- WORK REQUEST A -
Answer these about the IEEE arithmetic section:
(i) How many bits does the IEEE double format occupy overall?
(ii) Which two operations must be exact?
(iii) What is the minimum significand precision for an IEEE double extended format?
- WORK REQUEST B -
Write what comes next in the IEEE arithmetic section, continuing from its last sentence.

- DOCUMENT SEGMENT -
□ □ □ □ □ □ □
IEEE Arithmetic Model - Oracle® Developer Studio 12.5: Numerical Computation Guide

Language:

2.1 IEEE Arithmetic Model

This section describes the IEEE 754-1985 specification. The IEEE Standard was substantially revised in 2008.

2.1.1 What Is IEEE Arithmetic?

IEEE 754 specifies:

Two basic floating-point formats: single and double.

The IEEE single format has a significand precision of 24 bits and occupies 32 bits overall. The IEEE double format has a significand precision of 53 bits and occupies 64 bits overall.
Two classes of extended floating-point formats: single extended and double extended.

The standard does not prescribe the exact precision and size of these formats, but it does specify the minimum precision and size. For example, an IEEE double extended format must have a significand precision of at least 64 bits and occupy at least 79 bits overall.
Accuracy requirements on floating-point operations: add, subtract, multiply, divide, square root, remainder, round numbers in floating-point format to integer values, convert between different floating-point formats, convert between floating-point and integer formats, and compare.

The remainder and compare operations must be exact. Each of the other operations must deliver to its destination the exact result, unless there is no such result or that result does not fit in the destination's format. In the latter case, the operation must minimally modify the exact result according to the rules of prescribed rounding modes, presented below, and deliver the result so modified to the operation's destination.
Accuracy, monotonicity and identity requirements for conversions between decimal strings and binary floating-point numbers in either of the basic floating-point formats.

For operands lying within specified ranges, these conversions must produce exact results, if possible, or minimally modify such exact results in accordance with the rules of the prescribed rounding modes. For operands not lying within the specified ranges, these conversions must produce results that differ from the exact result by no more than a specified tolerance that depends on the rounding mode.
□ □ □ □ □ □ □
- DATA SHOWN -
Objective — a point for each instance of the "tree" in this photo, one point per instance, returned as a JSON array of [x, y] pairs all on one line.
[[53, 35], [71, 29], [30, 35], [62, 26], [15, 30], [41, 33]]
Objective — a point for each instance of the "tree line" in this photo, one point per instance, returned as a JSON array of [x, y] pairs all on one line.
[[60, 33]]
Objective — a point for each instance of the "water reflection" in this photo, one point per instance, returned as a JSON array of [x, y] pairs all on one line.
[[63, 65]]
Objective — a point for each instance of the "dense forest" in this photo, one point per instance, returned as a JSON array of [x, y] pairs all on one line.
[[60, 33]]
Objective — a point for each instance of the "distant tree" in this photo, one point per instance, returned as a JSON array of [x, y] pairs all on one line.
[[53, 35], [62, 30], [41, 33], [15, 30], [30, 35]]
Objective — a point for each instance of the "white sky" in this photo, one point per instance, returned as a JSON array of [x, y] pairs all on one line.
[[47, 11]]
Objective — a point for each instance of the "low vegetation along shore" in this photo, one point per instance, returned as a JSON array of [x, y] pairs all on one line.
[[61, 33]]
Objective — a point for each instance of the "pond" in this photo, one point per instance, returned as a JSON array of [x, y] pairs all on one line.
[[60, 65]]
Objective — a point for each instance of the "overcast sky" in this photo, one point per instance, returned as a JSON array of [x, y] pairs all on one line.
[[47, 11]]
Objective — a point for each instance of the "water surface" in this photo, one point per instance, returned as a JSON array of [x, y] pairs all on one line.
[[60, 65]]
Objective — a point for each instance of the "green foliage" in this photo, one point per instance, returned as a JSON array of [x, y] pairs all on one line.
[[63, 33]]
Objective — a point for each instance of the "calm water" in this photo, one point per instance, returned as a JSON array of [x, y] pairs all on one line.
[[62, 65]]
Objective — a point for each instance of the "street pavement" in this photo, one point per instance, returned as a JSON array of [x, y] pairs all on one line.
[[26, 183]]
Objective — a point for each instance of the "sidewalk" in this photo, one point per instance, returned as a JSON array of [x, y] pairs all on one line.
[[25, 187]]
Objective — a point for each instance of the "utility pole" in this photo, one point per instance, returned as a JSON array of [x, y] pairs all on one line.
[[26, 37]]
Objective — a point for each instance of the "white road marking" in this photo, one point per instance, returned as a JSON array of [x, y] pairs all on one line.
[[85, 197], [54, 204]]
□ □ □ □ □ □ □
- EXERCISE ANSWER A -
(i) 64 bits.
(ii) Remainder and compare.
(iii) At least 64 bits.

- EXERCISE ANSWER B -
Five types of IEEE floating-point exceptions, and the conditions for indicating to the user the occurrence of exceptions of these types.

The five types of floating-point exceptions are invalid operation, division by zero, overflow, underflow, and inexact.
Four rounding directions: toward the nearest representable value, with “even” values preferred whenever there are two nearest representable values; toward negative infinity (down); toward positive infinity (up); and toward 0 (chop).
Rounding precision; for example, if a system delivers results in double extended format, the user should be able to specify that such results are to be rounded to the precision of either the single or double format.

The IEEE standard also recommends support for user handling of exceptions.

The features required by the IEEE standard make it possible to support interval arithmetic, the retrospective diagnosis of anomalies, efficient implementations of standard elementary functions like exp and cos, multiple precision arithmetic, and many other tools that are useful in numerical computation.

IEEE 754 floating-point arithmetic offers users greater control over computation than does any other kind of floating-point arithmetic. The IEEE standard simplifies the task of writing numerically sophisticated, portable programs not only by imposing rigorous requirements on conforming implementations, but also by allowing such implementations to provide refinements and enhancements to the standard itself.